_TEXT BLOCK_.
▼
Social Interaction Theory highlights the importance of family functioning and parenting in both mediating and moderating the effect of risks on child adjustment. The study calls attention to several difficulties within these two broad areas that youth in families with a history of parental incarceration are more likely to experience than youth without a history of parental incarceration. In terms of family context and functioning, the parents in families with a history of incarceration tended to have less education, to work fewer hours and to be employed in lower level occupations than parents in families without a history of parental incarceration. Not surprisingly, families with an incarceration history also struggled financially, with a majority of the families in or near poverty. Because of the links between low socio-economic status and poor child and family well-being (Knutson et al., 2004; Duncan, Brooks-Gunn, Yeung & Smith, 1998), these challenges are likely to render families with a history of parental incarceration at a marked disadvantage. What is not known from this study is if an existing socioeconomic disadvantage increased the likelihood of parental incarceration, or if the socioeconomic disadvantage was a result of the parent’s incarceration. The research to date would argue that it is a little of both. Numerous studies have identified considerable socio-economic risk in the lives of parents prior to their imprisonment as well as disparities in the numbers of arrested and incarcerated adults based on class and race (Glaze & Maruschak, 2009; Mauer, 2007; Wildeman, 2009). On the other hand, studies have found that incarceration can worsen the financial situation of a family during the incarceration through the loss of family income and increased costs associated with the incarceration such as attorney fees, collect calls, and cash for inmates (Arditti, Lambert-Shute, & Joest, 2003). These financial difficulties can continue after the inmate parent is released when the returning parent may have fewer employment possibilities due to a criminal record and a gap in employment (Bushway, 1998; Petersilia, 2003).
▲
_LISTING_.
▼
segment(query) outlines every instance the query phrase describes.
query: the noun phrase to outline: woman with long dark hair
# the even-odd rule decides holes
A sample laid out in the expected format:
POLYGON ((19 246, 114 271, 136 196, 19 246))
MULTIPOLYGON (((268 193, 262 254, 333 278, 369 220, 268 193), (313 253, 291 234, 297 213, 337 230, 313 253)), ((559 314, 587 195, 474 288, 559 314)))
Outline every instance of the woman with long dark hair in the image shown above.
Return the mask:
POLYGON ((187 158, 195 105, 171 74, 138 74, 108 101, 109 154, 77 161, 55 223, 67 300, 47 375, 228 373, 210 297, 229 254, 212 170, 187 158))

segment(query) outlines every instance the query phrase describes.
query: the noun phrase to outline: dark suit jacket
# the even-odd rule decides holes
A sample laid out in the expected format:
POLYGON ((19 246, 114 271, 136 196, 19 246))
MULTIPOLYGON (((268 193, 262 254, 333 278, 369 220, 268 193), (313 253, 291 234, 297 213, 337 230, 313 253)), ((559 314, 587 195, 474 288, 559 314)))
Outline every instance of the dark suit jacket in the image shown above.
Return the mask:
▲
In the text on parental incarceration, why does existing research suggest that the link between socioeconomic disadvantage and a parent's incarceration runs "a little of both" ways? Answer in one to three sentences.

_ANSWER IN FULL_. Studies have found considerable socio-economic risk in parents' lives before imprisonment, along with class and race disparities in who is arrested and incarcerated. Other studies show that incarceration worsens a family's finances through lost income and added costs such as attorney fees, collect calls and cash for inmates. These problems can continue after release, because a criminal record and a gap in employment may leave the returning parent with fewer job options.